■ BRIEF ■
Pick up the cheeseburger piece below, the one about the Squeeze Inn, and keep writing from its last sentence.

■ EXCERPT PROVIDED ■
The Squeeze Burger with Cheese: The famous 1/3 lb. 100% Beef Burger with all the fixins. Mayo, Mustard, Tomato, Lettuce, Pickles, Onions on a Sesame Seed Bun With a “Skirt” of Cheese (1/3 pound of cheese)

Americans have been adding cheese to their burgers since the mid-1920s though, as with the hamburger itself, culinary historians can’t seem to agree as to when the molten marriage of cheese and beef patty first happened.  Most credit Lionel Sternberger with having “invented” the cheeseburger while working as a fry cook at his father’s Pasadena, California sandwich shop.  Legend has it that Sternberger experimentally dropped a slab of American cheese on a sizzling hamburger.  The rest, as the proverbial “they” say, is history.

Though the “inventor” of the cheeseburger is much in dispute, there is absolutely no disputing its impact on the American culture.  Wall Street Journal writer Raymond Sokolove called the cheeseburger “America’s contribution to world cuisine.  Does it stand to reason, therefore, that the more cheese you add to a cheeseburger, the better and more delicious the end-product will be?  The Squeeze Inn in the Sacramento, California area seems to think so.

■ RECORDED INFORMATION ■
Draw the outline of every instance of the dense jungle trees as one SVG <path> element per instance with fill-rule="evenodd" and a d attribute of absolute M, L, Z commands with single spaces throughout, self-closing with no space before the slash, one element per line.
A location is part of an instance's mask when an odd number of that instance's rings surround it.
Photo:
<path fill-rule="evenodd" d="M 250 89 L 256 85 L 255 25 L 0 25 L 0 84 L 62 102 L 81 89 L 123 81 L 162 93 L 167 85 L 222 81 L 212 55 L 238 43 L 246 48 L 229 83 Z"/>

■ TASK ANSWER ■
For many people in the Sacramento area, the Squeeze Inn offers the cheeseburger in paradise.  That’s been validated in their having voted it the “best burger” winner from 2007 through 2010.  The original Squeeze Inn, a Lilliputian burger joint has also been voted “best dive” in Sacramento five years running.  It’s called the Squeeze Inn because of the original restaurant’s size; you literally got squeezed in to get your food.  The original was so small –only twelve bars tools–that customers would line up literally around the block to get in its doors then wait for hours to eat.  It would have to be a cheeseburger in paradise to inspire such loyalty.

French fries

In 2009, Sacramento area resident and Food Network luminary Guy Fieri introduced The Squeeze Inn to the rest of the world on his Diners, Drive-Ins and Dives program.  The effusive Fieri also included the burger on the second book he wrote about his “Triple D” program.  In an episode of the Jay Leno Show, the host asked Fieri who serves the best hamburger in America.  Without hesitation, Fieri mentioned the Squeeze Inn in Sacramento.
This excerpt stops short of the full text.